### [Text segment]
News coverage was sparse of this week's important recommendations about who gets the profit from California's publicly funded stem cell research.
Six billion dollars are immediately at stake. That is the cost of the seed money that California is going to provide for the research.
We could be wrong, but it appears that only three newspapers in California carried stories on the subject, which obviously is not a hot topic around water coolers. The trouble is those two deadly words – intellectual property. Deadly at least to editors and reporters. The folks who stand to profit are watching very closely.
But lack of news coverage also signals waning interest in the mainstream media about the doings of the California stem cell agency, which is no longer as novel as it was eight months ago. Newsrooms are in the throes of summer vacations, as well, which means that staffing issues can affect coverage decisions.
Offering stories in Wednesday's papers were reporters Steve Johnson of the San Jose Mercury News and Bernadette Tansey of the San Francisco Chronicle, both of which have important readerships involving biotech and venture capitalists. Reporter Terri Somers of the San Diego Union Tribune wrote a piece this morning. Her readers also include a substantial stem cell community.

### [Supplied entries]

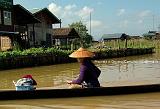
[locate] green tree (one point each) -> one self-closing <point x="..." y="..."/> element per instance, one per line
<point x="85" y="38"/>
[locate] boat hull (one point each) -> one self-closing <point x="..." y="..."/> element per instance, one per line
<point x="63" y="93"/>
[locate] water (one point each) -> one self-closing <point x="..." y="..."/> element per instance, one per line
<point x="119" y="71"/>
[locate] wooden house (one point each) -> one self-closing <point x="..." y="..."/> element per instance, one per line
<point x="65" y="37"/>
<point x="22" y="18"/>
<point x="43" y="30"/>
<point x="6" y="24"/>
<point x="13" y="24"/>
<point x="109" y="37"/>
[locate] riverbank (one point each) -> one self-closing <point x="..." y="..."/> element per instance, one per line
<point x="58" y="57"/>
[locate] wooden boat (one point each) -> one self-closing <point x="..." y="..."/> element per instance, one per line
<point x="62" y="93"/>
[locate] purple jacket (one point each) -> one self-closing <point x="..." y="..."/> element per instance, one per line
<point x="89" y="73"/>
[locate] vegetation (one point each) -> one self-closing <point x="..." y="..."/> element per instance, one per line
<point x="132" y="43"/>
<point x="86" y="39"/>
<point x="33" y="52"/>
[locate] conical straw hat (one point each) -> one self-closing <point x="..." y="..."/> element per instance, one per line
<point x="81" y="53"/>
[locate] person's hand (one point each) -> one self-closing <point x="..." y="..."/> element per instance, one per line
<point x="69" y="82"/>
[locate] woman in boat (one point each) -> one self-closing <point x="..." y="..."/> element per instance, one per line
<point x="25" y="83"/>
<point x="89" y="73"/>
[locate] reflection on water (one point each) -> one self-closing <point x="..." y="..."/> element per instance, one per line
<point x="118" y="71"/>
<point x="134" y="101"/>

### [To do]
A) Answer from the stem cell coverage text:
(i) How much money is immediately at stake?
(ii) Which two words does it call deadly?
(iii) Which newspaper does Terri Somers report for?
B) Please reproduce the passage of the stem cell coverage text starting at "News coverage was" and ending at "watching very closely.".
C) List every newspaper named in the stem cell coverage text.
The records aren't needed for any of this.

### [Task-by-task results]
A)
(i) Six billion dollars
(ii) Intellectual property
(iii) The San Diego Union Tribune

B)
News coverage was sparse of this week's important recommendations about who gets the profit from California's publicly funded stem cell research.
Six billion dollars are immediately at stake. That is the cost of the seed money that California is going to provide for the research.
We could be wrong, but it appears that only three newspapers in California carried stories on the subject, which obviously is not a hot topic around water coolers. The trouble is those two deadly words – intellectual property. Deadly at least to editors and reporters. The folks who stand to profit are watching very closely.

C)
San Jose Mercury News
San Francisco Chronicle
San Diego Union Tribune